* **Brief**:
Pick out all lines with the word "instance" from the records that follow.

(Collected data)
##############################

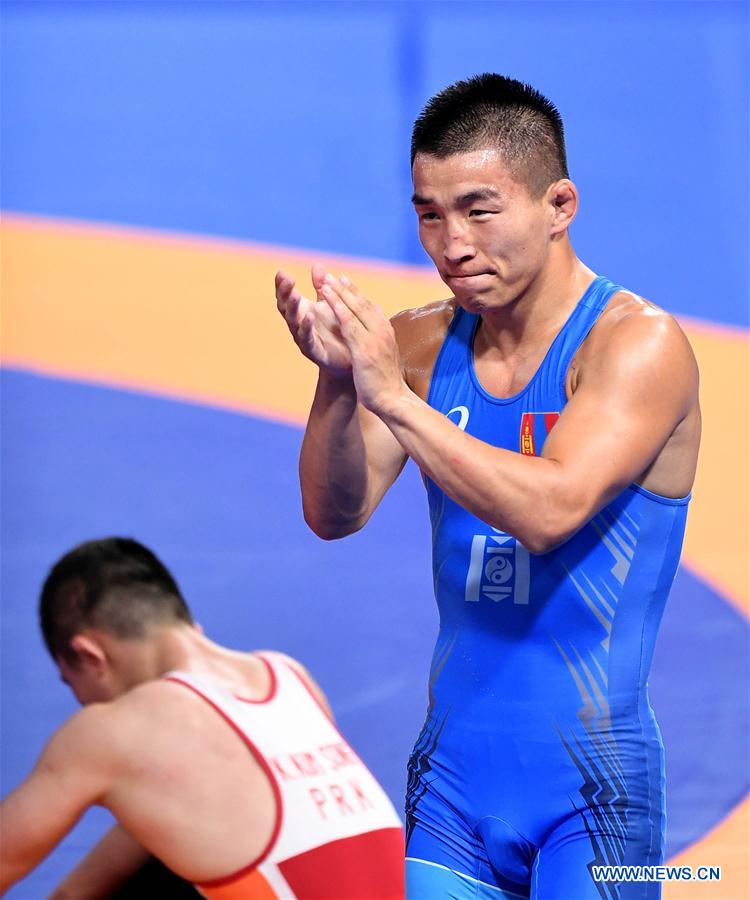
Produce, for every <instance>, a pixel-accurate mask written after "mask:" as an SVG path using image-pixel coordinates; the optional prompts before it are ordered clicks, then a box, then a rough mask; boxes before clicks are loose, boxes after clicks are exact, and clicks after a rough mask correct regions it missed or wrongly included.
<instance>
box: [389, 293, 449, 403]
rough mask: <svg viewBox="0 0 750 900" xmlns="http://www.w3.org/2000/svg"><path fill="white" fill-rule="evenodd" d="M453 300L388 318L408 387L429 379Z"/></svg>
mask: <svg viewBox="0 0 750 900" xmlns="http://www.w3.org/2000/svg"><path fill="white" fill-rule="evenodd" d="M456 305H457V304H456V300H455V299H454V298H451V299H450V300H437V301H436V302H434V303H428V304H427V305H426V306H420V307H417V308H415V309H406V310H404V311H403V312H400V313H397V314H396V315H395V316H393V318H392V319H391V324H392V325H393V330H394V332H395V333H396V342H397V344H398V349H399V352H400V354H401V361H402V364H403V367H404V372H405V374H406V377H407V381H409V382H410V383H411V384H412V386H414V384H415V383H419V382H421V381H424V382H425V383H427V382H429V378H430V376H431V373H432V367H433V365H434V363H435V358H436V357H437V355H438V352H439V350H440V347H441V346H442V343H443V341H444V340H445V335H446V333H447V331H448V328H449V326H450V323H451V319H452V318H453V314H454V313H455V311H456Z"/></svg>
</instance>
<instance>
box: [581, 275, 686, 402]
mask: <svg viewBox="0 0 750 900" xmlns="http://www.w3.org/2000/svg"><path fill="white" fill-rule="evenodd" d="M577 357H578V359H577V364H578V366H579V368H580V372H579V377H584V376H585V373H586V372H587V371H588V372H591V371H595V372H599V371H603V370H619V371H620V372H622V373H627V372H635V371H637V370H639V369H641V370H644V371H646V372H650V373H651V374H654V375H657V374H659V373H662V374H667V373H671V375H672V376H680V377H681V379H683V380H685V381H686V382H689V383H693V382H695V385H696V386H697V378H698V367H697V363H696V361H695V355H694V353H693V350H692V347H691V346H690V342H689V341H688V339H687V336H686V335H685V333H684V331H683V330H682V328H681V327H680V325H679V323H678V322H677V320H676V319H675V318H674V316H672V315H670V314H669V313H668V312H666V311H665V310H663V309H661V308H660V307H658V306H656V304H654V303H651V302H650V301H649V300H646V299H644V298H643V297H639V296H637V295H636V294H633V293H631V292H630V291H620V292H618V293H617V294H615V295H614V297H613V298H612V299H611V300H610V302H609V304H608V305H607V308H606V309H605V310H604V312H603V313H602V315H601V316H600V317H599V320H598V321H597V323H596V325H595V326H594V328H593V329H592V330H591V334H590V335H589V336H588V337H587V338H586V340H585V341H584V344H583V345H582V347H581V351H580V353H579V354H577Z"/></svg>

##############################

* **Written response**:
Produce, for every <instance>, a pixel-accurate mask written after "mask:" as an SVG path using image-pixel coordinates; the optional prompts before it are ordered clicks, then a box, then a rough mask; boxes before clicks are loose, boxes after clicks are exact, and clicks after a rough mask correct regions it missed or wrongly included.
<instance>
</instance>
<instance>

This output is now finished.